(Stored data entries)
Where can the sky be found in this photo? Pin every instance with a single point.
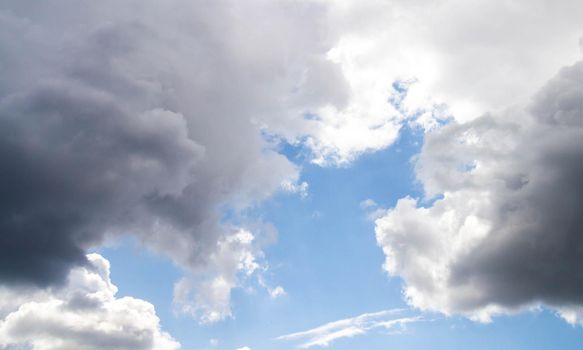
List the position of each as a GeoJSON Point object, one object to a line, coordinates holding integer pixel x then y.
{"type": "Point", "coordinates": [294, 174]}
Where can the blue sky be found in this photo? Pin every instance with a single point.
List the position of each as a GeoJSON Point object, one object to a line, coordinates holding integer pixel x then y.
{"type": "Point", "coordinates": [327, 259]}
{"type": "Point", "coordinates": [294, 174]}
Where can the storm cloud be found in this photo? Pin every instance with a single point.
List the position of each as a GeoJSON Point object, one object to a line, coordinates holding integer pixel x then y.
{"type": "Point", "coordinates": [120, 119]}
{"type": "Point", "coordinates": [507, 233]}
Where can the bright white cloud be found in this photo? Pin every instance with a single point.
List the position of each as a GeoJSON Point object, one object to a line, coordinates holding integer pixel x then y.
{"type": "Point", "coordinates": [505, 235]}
{"type": "Point", "coordinates": [206, 295]}
{"type": "Point", "coordinates": [151, 117]}
{"type": "Point", "coordinates": [326, 334]}
{"type": "Point", "coordinates": [83, 314]}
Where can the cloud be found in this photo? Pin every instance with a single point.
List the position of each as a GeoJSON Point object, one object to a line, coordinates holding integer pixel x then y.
{"type": "Point", "coordinates": [153, 119]}
{"type": "Point", "coordinates": [503, 232]}
{"type": "Point", "coordinates": [82, 314]}
{"type": "Point", "coordinates": [347, 328]}
{"type": "Point", "coordinates": [208, 297]}
{"type": "Point", "coordinates": [277, 292]}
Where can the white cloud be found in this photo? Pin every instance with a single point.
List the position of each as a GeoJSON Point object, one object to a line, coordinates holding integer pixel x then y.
{"type": "Point", "coordinates": [151, 117]}
{"type": "Point", "coordinates": [83, 314]}
{"type": "Point", "coordinates": [206, 295]}
{"type": "Point", "coordinates": [277, 292]}
{"type": "Point", "coordinates": [326, 334]}
{"type": "Point", "coordinates": [505, 234]}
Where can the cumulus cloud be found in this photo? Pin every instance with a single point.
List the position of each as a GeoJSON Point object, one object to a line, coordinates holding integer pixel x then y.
{"type": "Point", "coordinates": [503, 232]}
{"type": "Point", "coordinates": [82, 314]}
{"type": "Point", "coordinates": [207, 297]}
{"type": "Point", "coordinates": [347, 328]}
{"type": "Point", "coordinates": [150, 118]}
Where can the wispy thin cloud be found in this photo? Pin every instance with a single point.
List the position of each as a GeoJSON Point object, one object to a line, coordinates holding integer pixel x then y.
{"type": "Point", "coordinates": [350, 327]}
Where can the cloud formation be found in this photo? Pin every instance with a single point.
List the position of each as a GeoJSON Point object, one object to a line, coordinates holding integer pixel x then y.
{"type": "Point", "coordinates": [347, 328]}
{"type": "Point", "coordinates": [82, 314]}
{"type": "Point", "coordinates": [505, 232]}
{"type": "Point", "coordinates": [151, 118]}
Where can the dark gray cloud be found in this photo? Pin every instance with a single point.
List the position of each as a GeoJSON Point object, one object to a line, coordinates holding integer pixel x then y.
{"type": "Point", "coordinates": [83, 314]}
{"type": "Point", "coordinates": [508, 233]}
{"type": "Point", "coordinates": [142, 118]}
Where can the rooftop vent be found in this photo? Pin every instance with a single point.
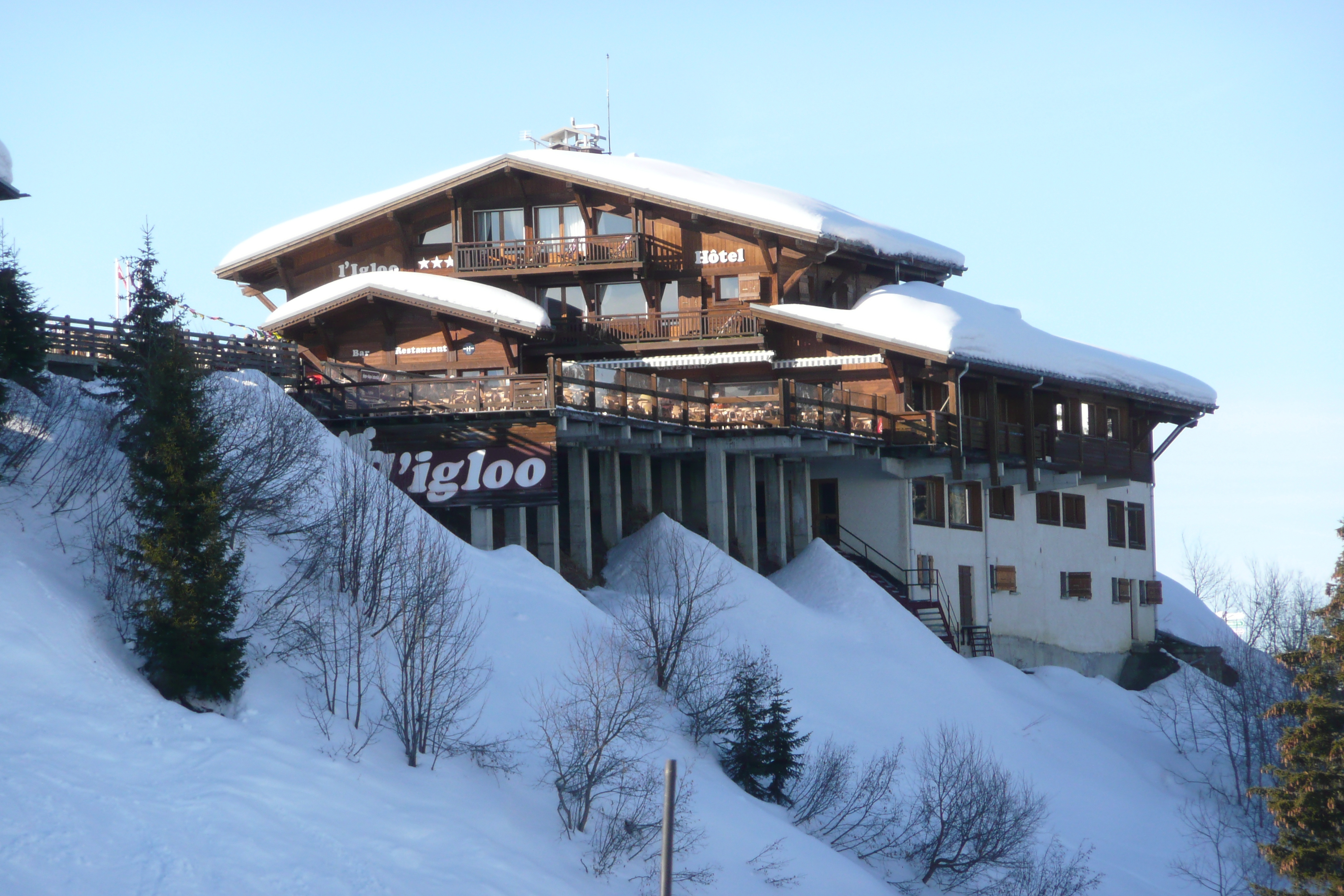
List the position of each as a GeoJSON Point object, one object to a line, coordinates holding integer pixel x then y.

Work task: Reproduce exactly the part of the records above that begins at the line holding "Where can the wispy" and ends at the final line, both included, leaving out the pictures.

Exercise solution:
Where can the wispy thin cloud be found in this photo? Pin every instance with a single point.
List the position of each as a GeoJSON Point object, one object to a line, coordinates holding integer pixel x then y.
{"type": "Point", "coordinates": [350, 327]}
Where can the cloud formation be found in this photo? Pin every instance with a single point.
List the position of each as a GeoJSON Point object, one object to a line, coordinates holding integer pixel x then y.
{"type": "Point", "coordinates": [347, 328]}
{"type": "Point", "coordinates": [82, 314]}
{"type": "Point", "coordinates": [505, 232]}
{"type": "Point", "coordinates": [151, 118]}
Where can the dark gray cloud be found in this photo? Pin every instance with a single point.
List the position of each as a GeoJSON Point object, one object to a line, coordinates holding integer pixel x then y.
{"type": "Point", "coordinates": [83, 314]}
{"type": "Point", "coordinates": [508, 233]}
{"type": "Point", "coordinates": [142, 118]}
Where can the rooftop vent be found in this photo? Pin every instance with a single point.
List the position of each as a GeoJSON Point object, one object to a line, coordinates holding integer pixel x then y.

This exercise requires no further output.